[[ Study material, beginning ]]

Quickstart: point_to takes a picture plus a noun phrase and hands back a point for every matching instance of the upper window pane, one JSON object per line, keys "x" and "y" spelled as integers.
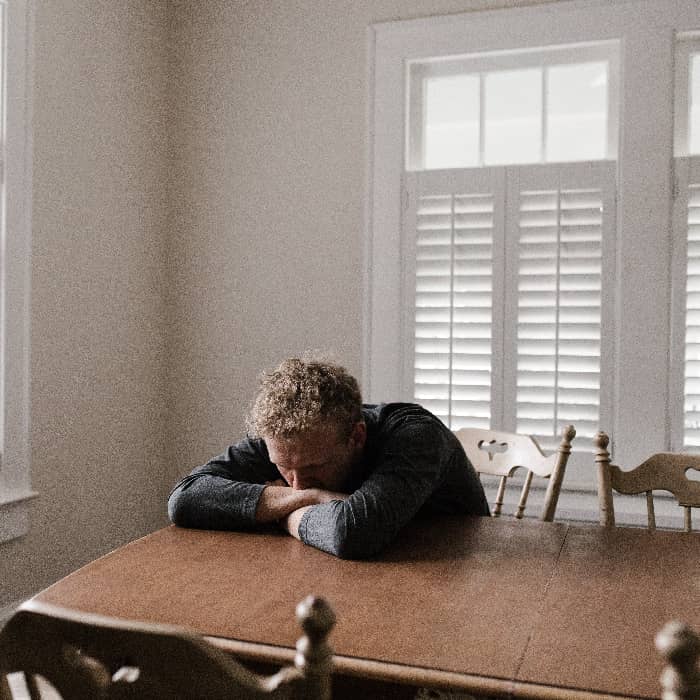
{"x": 577, "y": 112}
{"x": 513, "y": 117}
{"x": 506, "y": 108}
{"x": 452, "y": 121}
{"x": 694, "y": 111}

[[ Study material, end ]]

| Task statement |
The whole listing, minus its images, should be repeated exactly.

| Solution to this problem |
Quickstart: point_to takes a picture plus a noun phrase and hands back a point for every matching instance of the upper window pane, one JSON object per line, keys "x" and "y" spelled as integers.
{"x": 577, "y": 112}
{"x": 513, "y": 117}
{"x": 506, "y": 108}
{"x": 452, "y": 121}
{"x": 694, "y": 111}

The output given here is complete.